● SHORT PROBLEM
Could you render all of the data below as a numbered list, omitting blank lines and leaving the pictures out?

● SUPPLIED MATERIAL
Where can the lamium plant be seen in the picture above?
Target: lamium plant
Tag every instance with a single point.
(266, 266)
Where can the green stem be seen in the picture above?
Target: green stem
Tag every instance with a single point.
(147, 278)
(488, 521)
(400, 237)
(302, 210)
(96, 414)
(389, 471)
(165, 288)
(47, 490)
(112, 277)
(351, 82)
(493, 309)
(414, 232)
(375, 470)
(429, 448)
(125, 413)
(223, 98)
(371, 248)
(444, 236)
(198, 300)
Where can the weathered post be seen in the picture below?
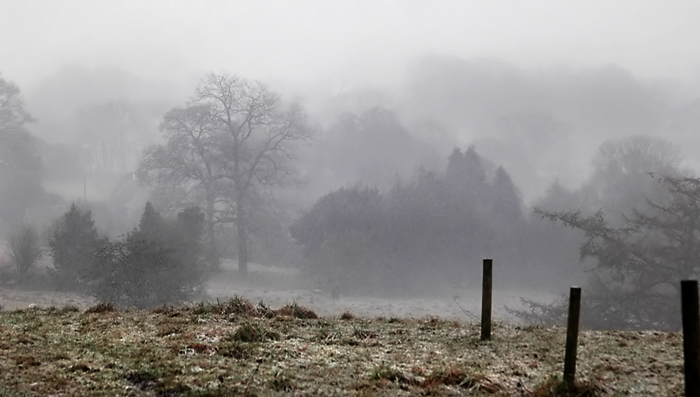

● SOLUTION FOR THIS EXERCISE
1. Where can the lamium plant be seen in the picture above?
2. Target: lamium plant
3. Tag every instance with a single point.
4. (266, 266)
5. Where can the green stem be seen in the picture above?
6. Target: green stem
7. Tag every instance with a single point.
8. (147, 278)
9. (488, 521)
10. (400, 237)
11. (302, 210)
12. (96, 414)
13. (389, 471)
14. (165, 288)
15. (47, 490)
16. (112, 277)
17. (351, 82)
18. (493, 309)
19. (414, 232)
20. (375, 470)
21. (429, 448)
22. (125, 413)
23. (223, 98)
24. (371, 248)
25. (444, 236)
26. (198, 300)
27. Where can the weathered post be seen in the picture below?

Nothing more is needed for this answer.